● EXCERPT PROVIDED

• • • • •

More about me…

  • Why did I become a doula?

    I want to be a part of rebuilding the village. The “village” being the community that is built on collective care and follows nature’s rhythms of life and death. Birthing and dying people have had many hands, of matriarchs or medical staff, and millennia of passed down knowledge beside them, helping to labor, birth, heal and die. “It takes a village…” to raise a child; to teach them about the world, to help them develop and understand how to show up in it. And every person deserves a village to honor their life, to prepare a place for them to rest, to remember and reminisce, celebrate or mourn them. Even if it’s just one person.

    I believe in being of service to others, and being as prepared as you can be for bringing new life into the world. Makes this big change a little less scary! I believe the same thing about contemplating the end of one’s life. In as tender a way as possible, confronting the reality and preparing for what you can is healthy step towards having peace of mind and enjoying life.

    So when the time comes, there is space to live the last moments in what feels like the most authentic, natural way for the individual, family and friends, as opposed to any one person watching a loved one pass on while navigating the logistics of what happens next.

    There are so many questions at the beginning and the end of life. I don’t claim to know it all by any means, but I feel empowered to help those who need it along the way, and during a time when the demand of birthing people’s bodies is increasing while the care for their bodies seems to be decreasing on the world’s stage, I hope those I help feel empowered to be active participants and owners of their experience.

• • • • •

● WHAT TO WORK ON
A - In the passage on becoming a doula, rewrite the stretch from "So when the" through "of their experience.", substituting "practicalities" for "logistics".
B - Extend the personal account of becoming a doula with the next part, starting after its final sentence.

● PROVIDED MATERIAL
• • • • •

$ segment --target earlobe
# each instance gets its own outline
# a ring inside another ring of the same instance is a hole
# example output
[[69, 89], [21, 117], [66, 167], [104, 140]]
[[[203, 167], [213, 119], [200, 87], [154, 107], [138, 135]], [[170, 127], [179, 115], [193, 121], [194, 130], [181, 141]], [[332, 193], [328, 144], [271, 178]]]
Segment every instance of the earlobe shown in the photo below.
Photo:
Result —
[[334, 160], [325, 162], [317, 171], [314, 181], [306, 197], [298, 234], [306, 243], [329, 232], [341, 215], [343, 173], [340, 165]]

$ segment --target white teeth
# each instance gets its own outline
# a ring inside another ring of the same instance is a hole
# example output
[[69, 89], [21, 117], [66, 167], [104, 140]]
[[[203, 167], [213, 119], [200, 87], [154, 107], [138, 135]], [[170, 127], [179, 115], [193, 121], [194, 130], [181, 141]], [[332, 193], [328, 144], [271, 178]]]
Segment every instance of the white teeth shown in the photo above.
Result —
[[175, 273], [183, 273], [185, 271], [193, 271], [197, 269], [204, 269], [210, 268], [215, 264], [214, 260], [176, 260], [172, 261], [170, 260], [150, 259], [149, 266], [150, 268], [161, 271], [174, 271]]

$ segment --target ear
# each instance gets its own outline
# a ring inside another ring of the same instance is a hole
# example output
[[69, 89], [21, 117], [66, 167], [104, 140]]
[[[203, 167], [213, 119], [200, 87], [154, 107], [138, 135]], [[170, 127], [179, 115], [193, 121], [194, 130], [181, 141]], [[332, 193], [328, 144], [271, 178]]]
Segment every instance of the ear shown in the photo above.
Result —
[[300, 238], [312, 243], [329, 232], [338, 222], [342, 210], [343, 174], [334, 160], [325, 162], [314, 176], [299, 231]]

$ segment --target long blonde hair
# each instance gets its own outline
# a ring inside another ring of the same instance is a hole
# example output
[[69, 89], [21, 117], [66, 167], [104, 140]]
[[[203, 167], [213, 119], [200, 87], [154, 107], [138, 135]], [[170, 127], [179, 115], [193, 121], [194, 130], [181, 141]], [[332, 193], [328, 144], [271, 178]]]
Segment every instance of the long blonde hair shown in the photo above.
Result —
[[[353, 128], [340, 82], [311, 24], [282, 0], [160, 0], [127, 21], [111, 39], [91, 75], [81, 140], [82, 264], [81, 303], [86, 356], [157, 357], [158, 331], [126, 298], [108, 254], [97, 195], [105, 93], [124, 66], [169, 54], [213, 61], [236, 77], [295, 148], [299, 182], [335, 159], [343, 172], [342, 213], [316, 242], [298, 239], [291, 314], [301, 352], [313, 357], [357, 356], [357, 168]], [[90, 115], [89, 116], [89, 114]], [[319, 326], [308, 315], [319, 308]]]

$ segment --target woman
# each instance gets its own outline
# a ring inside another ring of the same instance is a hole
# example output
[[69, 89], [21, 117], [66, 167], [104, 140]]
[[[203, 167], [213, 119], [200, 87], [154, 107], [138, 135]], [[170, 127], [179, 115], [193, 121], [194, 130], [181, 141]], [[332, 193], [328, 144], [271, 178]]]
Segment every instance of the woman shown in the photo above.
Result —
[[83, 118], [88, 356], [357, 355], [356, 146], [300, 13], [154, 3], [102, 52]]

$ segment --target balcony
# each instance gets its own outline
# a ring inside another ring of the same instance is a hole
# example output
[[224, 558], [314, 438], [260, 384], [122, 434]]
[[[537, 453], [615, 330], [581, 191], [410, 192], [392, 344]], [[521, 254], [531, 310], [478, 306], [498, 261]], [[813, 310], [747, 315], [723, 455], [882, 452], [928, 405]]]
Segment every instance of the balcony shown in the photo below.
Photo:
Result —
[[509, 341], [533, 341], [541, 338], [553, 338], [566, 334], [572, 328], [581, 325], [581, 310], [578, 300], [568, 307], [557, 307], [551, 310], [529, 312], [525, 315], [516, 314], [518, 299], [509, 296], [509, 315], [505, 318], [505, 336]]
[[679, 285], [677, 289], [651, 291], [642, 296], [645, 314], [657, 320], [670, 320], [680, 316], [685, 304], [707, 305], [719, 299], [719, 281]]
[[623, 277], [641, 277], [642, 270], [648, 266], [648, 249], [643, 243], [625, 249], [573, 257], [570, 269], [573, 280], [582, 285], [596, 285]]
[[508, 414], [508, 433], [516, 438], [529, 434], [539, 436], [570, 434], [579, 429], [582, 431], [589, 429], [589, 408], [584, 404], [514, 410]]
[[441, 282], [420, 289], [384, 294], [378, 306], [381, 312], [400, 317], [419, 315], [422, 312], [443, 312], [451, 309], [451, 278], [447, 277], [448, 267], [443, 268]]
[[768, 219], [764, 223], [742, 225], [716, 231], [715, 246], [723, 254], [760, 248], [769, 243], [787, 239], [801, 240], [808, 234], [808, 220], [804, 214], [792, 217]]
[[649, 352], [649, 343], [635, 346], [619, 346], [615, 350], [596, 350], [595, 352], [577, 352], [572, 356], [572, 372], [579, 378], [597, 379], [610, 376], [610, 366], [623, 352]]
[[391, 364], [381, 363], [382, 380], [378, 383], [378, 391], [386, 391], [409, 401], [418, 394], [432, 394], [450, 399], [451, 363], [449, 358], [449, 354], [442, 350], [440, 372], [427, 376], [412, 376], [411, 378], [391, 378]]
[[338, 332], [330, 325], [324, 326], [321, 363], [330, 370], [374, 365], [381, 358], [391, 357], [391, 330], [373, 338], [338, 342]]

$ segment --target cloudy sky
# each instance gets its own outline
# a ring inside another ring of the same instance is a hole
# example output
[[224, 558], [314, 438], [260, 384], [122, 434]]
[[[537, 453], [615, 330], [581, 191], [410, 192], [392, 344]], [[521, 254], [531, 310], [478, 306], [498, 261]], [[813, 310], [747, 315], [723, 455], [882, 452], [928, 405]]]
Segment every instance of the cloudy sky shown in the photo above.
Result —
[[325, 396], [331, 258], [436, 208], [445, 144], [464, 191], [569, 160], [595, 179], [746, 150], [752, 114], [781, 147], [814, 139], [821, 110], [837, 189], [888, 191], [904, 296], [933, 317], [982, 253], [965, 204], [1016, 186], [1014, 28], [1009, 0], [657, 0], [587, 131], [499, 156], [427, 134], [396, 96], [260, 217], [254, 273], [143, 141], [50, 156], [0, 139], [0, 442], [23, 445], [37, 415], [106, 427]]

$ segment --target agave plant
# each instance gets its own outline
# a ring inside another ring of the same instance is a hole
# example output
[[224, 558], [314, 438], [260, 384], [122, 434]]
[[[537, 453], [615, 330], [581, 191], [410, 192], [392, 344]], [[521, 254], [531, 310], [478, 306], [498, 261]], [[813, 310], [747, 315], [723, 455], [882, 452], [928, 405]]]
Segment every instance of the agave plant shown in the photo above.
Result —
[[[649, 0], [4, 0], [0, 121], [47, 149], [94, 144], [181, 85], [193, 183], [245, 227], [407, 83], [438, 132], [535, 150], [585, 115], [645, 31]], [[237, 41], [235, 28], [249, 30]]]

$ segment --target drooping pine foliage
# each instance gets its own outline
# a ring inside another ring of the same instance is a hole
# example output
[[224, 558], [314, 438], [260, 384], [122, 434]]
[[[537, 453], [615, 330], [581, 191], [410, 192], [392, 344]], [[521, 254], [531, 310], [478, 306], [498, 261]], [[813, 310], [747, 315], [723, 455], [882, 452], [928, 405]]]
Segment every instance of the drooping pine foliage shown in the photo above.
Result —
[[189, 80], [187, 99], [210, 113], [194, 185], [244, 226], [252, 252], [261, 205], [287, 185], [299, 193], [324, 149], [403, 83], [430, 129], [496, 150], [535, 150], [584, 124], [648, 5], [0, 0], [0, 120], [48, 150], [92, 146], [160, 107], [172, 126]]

• • • • •

● RESULTS IN ORDER
A -
So when the time comes, there is space to live the last moments in what feels like the most authentic, natural way for the individual, family and friends, as opposed to any one person watching a loved one pass on while navigating the practicalities of what happens next.

    There are so many questions at the beginning and the end of life. I don’t claim to know it all by any means, but I feel empowered to help those who need it along the way, and during a time when the demand of birthing people’s bodies is increasing while the care for their bodies seems to be decreasing on the world’s stage, I hope those I help feel empowered to be active participants and owners of their experience.

B -
    Why “La Doula Rasa”?

    When I was thinking of a name for this doula practice, the term “La Doula Rasa” like tabula rasa came to mind; something many people learn about in elementary school, basically meaning, “a fresh start” or “clean slate.” I thought it a cheeky play on words, but through my readings for birth and postpartum care, “rasa” popped up for me as a very real, not just theoretical, part of life.

    In Ayurveda, Rasa is the “taste” or essence of a substance. In “The Fourth Trimester, a postpartum guide,” Kimberly Ann Johnson describes rasa in Ayurvedic tradition as being, “[t]he most important tissue…the plasma part of our blood…the basis of all other tissue formation and detoxification” (130).

    While a play on words, La Doula Rasa became more significant to me, as a confirmation that assisting people through ushering life into the world and through the end of their lives or through loss is something to hold hand in hand. Not in a morbid sense, but with reverence for the essence of a person, who they might become, who they are, were, and what they leave behind.